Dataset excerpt
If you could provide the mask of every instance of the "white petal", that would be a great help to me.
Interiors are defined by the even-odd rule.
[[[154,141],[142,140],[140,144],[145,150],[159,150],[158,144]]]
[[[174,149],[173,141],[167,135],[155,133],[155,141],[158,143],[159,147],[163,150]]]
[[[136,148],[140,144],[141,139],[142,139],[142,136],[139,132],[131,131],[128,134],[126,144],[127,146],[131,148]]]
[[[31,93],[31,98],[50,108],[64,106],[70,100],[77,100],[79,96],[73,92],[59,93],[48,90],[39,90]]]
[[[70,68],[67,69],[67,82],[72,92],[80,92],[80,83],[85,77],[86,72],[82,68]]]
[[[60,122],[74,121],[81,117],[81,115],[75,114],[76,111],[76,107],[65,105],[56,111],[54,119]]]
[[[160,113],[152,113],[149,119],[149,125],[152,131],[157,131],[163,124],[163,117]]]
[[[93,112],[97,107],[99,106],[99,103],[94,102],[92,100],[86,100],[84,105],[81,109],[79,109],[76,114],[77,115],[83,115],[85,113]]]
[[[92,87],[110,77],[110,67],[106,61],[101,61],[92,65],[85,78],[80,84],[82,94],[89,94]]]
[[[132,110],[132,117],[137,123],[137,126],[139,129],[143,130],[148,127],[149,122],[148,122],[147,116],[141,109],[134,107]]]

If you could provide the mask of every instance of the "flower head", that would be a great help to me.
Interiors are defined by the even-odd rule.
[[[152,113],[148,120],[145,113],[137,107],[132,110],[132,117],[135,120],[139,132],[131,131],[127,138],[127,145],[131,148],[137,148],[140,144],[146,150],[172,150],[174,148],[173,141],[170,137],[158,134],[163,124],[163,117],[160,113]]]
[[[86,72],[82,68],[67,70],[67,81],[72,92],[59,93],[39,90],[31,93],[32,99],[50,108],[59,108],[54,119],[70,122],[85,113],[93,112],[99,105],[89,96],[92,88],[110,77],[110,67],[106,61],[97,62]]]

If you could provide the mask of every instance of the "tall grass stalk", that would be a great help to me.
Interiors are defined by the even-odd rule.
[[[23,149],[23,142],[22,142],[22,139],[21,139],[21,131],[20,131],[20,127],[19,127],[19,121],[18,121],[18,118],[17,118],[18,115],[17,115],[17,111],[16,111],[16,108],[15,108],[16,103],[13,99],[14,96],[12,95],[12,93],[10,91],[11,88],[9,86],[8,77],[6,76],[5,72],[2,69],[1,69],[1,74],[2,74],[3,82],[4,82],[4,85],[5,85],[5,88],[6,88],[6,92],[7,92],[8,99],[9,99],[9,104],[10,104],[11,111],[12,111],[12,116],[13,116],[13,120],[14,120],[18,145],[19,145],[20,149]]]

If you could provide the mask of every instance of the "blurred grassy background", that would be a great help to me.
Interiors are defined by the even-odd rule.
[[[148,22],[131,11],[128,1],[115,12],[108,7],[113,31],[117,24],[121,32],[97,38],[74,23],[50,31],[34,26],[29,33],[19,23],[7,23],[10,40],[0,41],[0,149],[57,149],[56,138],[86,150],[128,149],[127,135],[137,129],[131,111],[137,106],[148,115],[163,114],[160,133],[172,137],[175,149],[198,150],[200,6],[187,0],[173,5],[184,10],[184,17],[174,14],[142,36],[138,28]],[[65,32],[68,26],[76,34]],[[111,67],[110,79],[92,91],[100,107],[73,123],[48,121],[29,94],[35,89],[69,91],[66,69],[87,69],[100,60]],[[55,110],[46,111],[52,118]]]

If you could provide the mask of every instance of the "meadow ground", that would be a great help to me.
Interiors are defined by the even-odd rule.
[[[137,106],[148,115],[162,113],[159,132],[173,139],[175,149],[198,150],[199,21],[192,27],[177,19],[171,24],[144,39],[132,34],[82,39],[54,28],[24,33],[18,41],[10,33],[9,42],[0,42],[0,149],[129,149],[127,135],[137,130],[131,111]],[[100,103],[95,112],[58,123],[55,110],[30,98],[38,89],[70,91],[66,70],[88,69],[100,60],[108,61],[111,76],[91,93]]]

* Exercise description *
Restate every line of the data word for word.

* Solution to this exercise *
If you could provide the mask of every instance of the "white petal", that would be a great help to me.
Interiors are defined by the even-odd rule.
[[[154,141],[142,140],[140,144],[145,150],[159,150],[158,144]]]
[[[174,149],[173,141],[167,135],[155,133],[155,141],[158,143],[159,147],[163,150]]]
[[[136,148],[140,144],[141,139],[142,139],[142,136],[139,132],[131,131],[128,134],[126,144],[127,146],[131,148]]]
[[[31,93],[31,98],[50,108],[64,106],[70,100],[77,100],[79,96],[73,92],[59,93],[48,90],[39,90]]]
[[[70,68],[67,69],[67,82],[72,92],[80,92],[80,83],[85,77],[86,72],[82,68]]]
[[[60,122],[74,121],[81,117],[81,115],[75,114],[76,111],[76,107],[65,105],[56,111],[54,119]]]
[[[160,113],[152,113],[149,119],[149,125],[152,131],[157,131],[163,124],[163,117]]]
[[[93,112],[97,107],[99,106],[99,103],[94,102],[92,100],[86,100],[84,105],[81,109],[79,109],[76,114],[77,115],[83,115],[85,113]]]
[[[92,87],[110,77],[110,67],[106,61],[101,61],[92,65],[85,78],[80,84],[82,94],[89,94]]]
[[[132,110],[132,117],[137,123],[137,126],[139,129],[143,130],[148,127],[149,122],[148,122],[147,116],[141,109],[134,107]]]

If you could provide the mask of every instance of the "flower head", that would be a great help to me.
Interiors are defined by the even-odd rule.
[[[152,113],[148,120],[145,113],[137,107],[132,110],[132,117],[135,120],[139,132],[131,131],[127,138],[127,145],[131,148],[137,148],[140,144],[146,150],[172,150],[174,148],[173,141],[170,137],[158,134],[163,124],[163,117],[160,113]]]
[[[86,72],[82,68],[67,70],[67,81],[72,92],[59,93],[39,90],[31,93],[32,99],[50,108],[59,108],[54,119],[70,122],[85,113],[93,112],[99,105],[89,96],[92,88],[110,77],[110,67],[106,61],[97,62]]]

If you could provide the mask of every instance of the "tall grass stalk", that would be a great help to me.
Interiors are defined by the even-odd rule.
[[[23,149],[23,142],[22,142],[22,139],[21,139],[21,131],[20,131],[20,127],[19,127],[19,121],[18,121],[18,118],[17,118],[18,115],[17,115],[17,111],[16,111],[16,108],[15,108],[16,103],[13,99],[14,96],[12,95],[12,93],[10,91],[11,88],[9,86],[8,77],[6,76],[5,72],[2,69],[1,69],[1,74],[2,74],[3,82],[4,82],[4,85],[5,85],[5,88],[6,88],[6,92],[7,92],[8,99],[9,99],[9,104],[10,104],[11,111],[12,111],[12,116],[13,116],[13,120],[14,120],[18,145],[19,145],[20,149]]]

If you could provide the mask of every instance of the "blurred grassy background", that would be a great help to me.
Interiors are defined by the even-odd rule.
[[[148,22],[131,11],[128,1],[115,12],[108,7],[113,31],[117,24],[121,32],[97,38],[74,23],[50,31],[34,26],[29,33],[19,23],[7,23],[10,40],[0,41],[0,149],[57,149],[56,138],[86,150],[128,149],[127,135],[137,129],[131,111],[137,106],[148,115],[163,114],[160,133],[172,137],[175,149],[198,150],[200,6],[187,0],[173,5],[184,10],[184,17],[174,14],[142,36],[138,28]],[[65,32],[68,26],[76,34]],[[111,67],[110,79],[92,91],[100,107],[73,123],[48,121],[29,94],[35,89],[69,91],[66,69],[87,69],[100,60]],[[55,110],[46,111],[52,118]]]

If you could provide the mask of every instance of the "meadow ground", that would be a great help to me.
Interiors are defined by the even-odd rule.
[[[137,106],[148,115],[162,113],[159,132],[173,139],[175,149],[198,150],[199,21],[192,27],[177,19],[171,24],[144,39],[132,34],[82,39],[54,28],[24,33],[18,41],[10,33],[9,42],[0,42],[0,149],[129,149],[127,135],[137,130],[131,111]],[[100,103],[95,112],[58,123],[55,110],[30,98],[38,89],[70,91],[66,70],[88,69],[100,60],[108,61],[111,76],[91,93]]]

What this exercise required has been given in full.